**Exercise requirements**
Copy all the material that follows, keeping every character the same.

----------

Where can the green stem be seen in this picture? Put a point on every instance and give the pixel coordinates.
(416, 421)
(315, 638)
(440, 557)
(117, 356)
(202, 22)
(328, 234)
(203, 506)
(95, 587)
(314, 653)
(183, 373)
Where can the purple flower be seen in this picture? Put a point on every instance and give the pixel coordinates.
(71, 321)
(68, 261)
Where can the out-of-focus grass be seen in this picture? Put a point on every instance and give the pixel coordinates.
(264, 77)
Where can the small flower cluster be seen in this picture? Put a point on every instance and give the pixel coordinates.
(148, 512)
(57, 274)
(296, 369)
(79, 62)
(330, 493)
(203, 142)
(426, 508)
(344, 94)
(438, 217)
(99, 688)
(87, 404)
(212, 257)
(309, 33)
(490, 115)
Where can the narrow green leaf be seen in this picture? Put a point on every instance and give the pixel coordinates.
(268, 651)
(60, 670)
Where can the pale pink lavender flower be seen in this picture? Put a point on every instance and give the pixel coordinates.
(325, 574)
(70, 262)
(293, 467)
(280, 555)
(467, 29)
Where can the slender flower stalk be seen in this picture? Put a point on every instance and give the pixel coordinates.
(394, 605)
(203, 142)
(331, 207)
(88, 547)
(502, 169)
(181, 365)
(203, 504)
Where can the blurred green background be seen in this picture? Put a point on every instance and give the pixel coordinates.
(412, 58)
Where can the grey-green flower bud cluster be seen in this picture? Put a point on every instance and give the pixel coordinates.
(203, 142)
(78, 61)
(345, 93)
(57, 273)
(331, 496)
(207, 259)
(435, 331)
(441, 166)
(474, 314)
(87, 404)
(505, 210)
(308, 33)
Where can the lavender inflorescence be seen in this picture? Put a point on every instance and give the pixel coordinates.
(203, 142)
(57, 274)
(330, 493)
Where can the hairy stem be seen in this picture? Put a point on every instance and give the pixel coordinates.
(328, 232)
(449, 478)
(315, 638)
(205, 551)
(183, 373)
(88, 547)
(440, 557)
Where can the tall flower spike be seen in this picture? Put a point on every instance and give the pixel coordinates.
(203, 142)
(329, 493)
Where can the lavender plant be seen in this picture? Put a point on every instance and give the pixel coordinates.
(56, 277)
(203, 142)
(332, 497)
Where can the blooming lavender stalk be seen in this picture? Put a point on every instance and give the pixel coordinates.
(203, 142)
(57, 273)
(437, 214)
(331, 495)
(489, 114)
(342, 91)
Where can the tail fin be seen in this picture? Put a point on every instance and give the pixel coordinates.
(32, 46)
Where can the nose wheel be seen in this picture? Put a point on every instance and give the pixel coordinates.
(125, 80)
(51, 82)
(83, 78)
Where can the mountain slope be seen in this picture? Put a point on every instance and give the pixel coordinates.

----------

**Answer to the problem**
Where can the green stem be seen in this picture? Put a point on every instance and give the pixel coordinates.
(416, 421)
(315, 638)
(440, 557)
(117, 356)
(202, 22)
(328, 234)
(203, 506)
(95, 587)
(314, 653)
(183, 373)
Where can the purple flower be seen in this picture? Put a point on every instance and give the pixel coordinates.
(71, 321)
(68, 261)
Where can the out-of-focus grass be seen in this picture? Put a point on every instance and give the pixel coordinates.
(264, 77)
Where can the small flower cluster be seen in this picture? Put a point on every instance and give the pixel coordinates.
(148, 512)
(57, 274)
(296, 369)
(79, 62)
(330, 493)
(203, 142)
(426, 508)
(344, 94)
(438, 217)
(99, 688)
(87, 404)
(212, 257)
(309, 33)
(490, 115)
Where can the narrow green leaf be seen in this picture? Put a point on every instance and give the pixel coordinates.
(268, 651)
(60, 670)
Where can the pale pink lavender flower be seen in this picture? Put a point on every instance and give the pixel coordinates.
(325, 574)
(70, 262)
(293, 467)
(280, 555)
(467, 29)
Where can the slender flower stalk be seen in this picture? Put a point on every instance and give the pixel coordinates.
(394, 605)
(203, 142)
(331, 207)
(88, 547)
(502, 169)
(181, 365)
(203, 504)
Where can the blurred green background be seen in this picture? Put a point on every instance and give the pixel coordinates.
(412, 58)
Where can the grey-green flower bud cluster be seen in this picture? Put a point on every instance and give the pixel coordinates.
(203, 142)
(78, 61)
(345, 93)
(57, 273)
(331, 496)
(207, 259)
(435, 331)
(441, 166)
(474, 314)
(87, 404)
(505, 210)
(308, 33)
Where can the lavender inflorescence be seen in this picture? Put a point on every instance and give the pixel coordinates.
(203, 142)
(57, 274)
(330, 493)
Where can the hairy stem be seen in this picture? Put a point on every instance and give the pixel coordinates.
(328, 232)
(449, 478)
(315, 638)
(205, 551)
(183, 373)
(88, 547)
(440, 557)
Where can the tall flower spike be seen in this picture? Put a point on every instance and give the pixel coordinates.
(203, 142)
(329, 493)
Where can the lavender plant be seen in this picture? Put a point on every instance and give the pixel coordinates.
(56, 277)
(203, 142)
(332, 497)
Where can the blooming lavender stalk be seen in this picture? Put a point on every instance and give the pixel coordinates.
(203, 142)
(57, 273)
(437, 214)
(331, 495)
(489, 114)
(342, 91)
Where can the tail fin be seen in this picture? Put a point on every instance and give the pixel coordinates.
(32, 46)
Where can the nose wheel be seen in this picture? Put a point on every instance and give the pixel coordinates.
(125, 80)
(51, 82)
(83, 78)
Where can the mountain slope be seen in this picture? Put a point on every instance and give the pixel coordinates.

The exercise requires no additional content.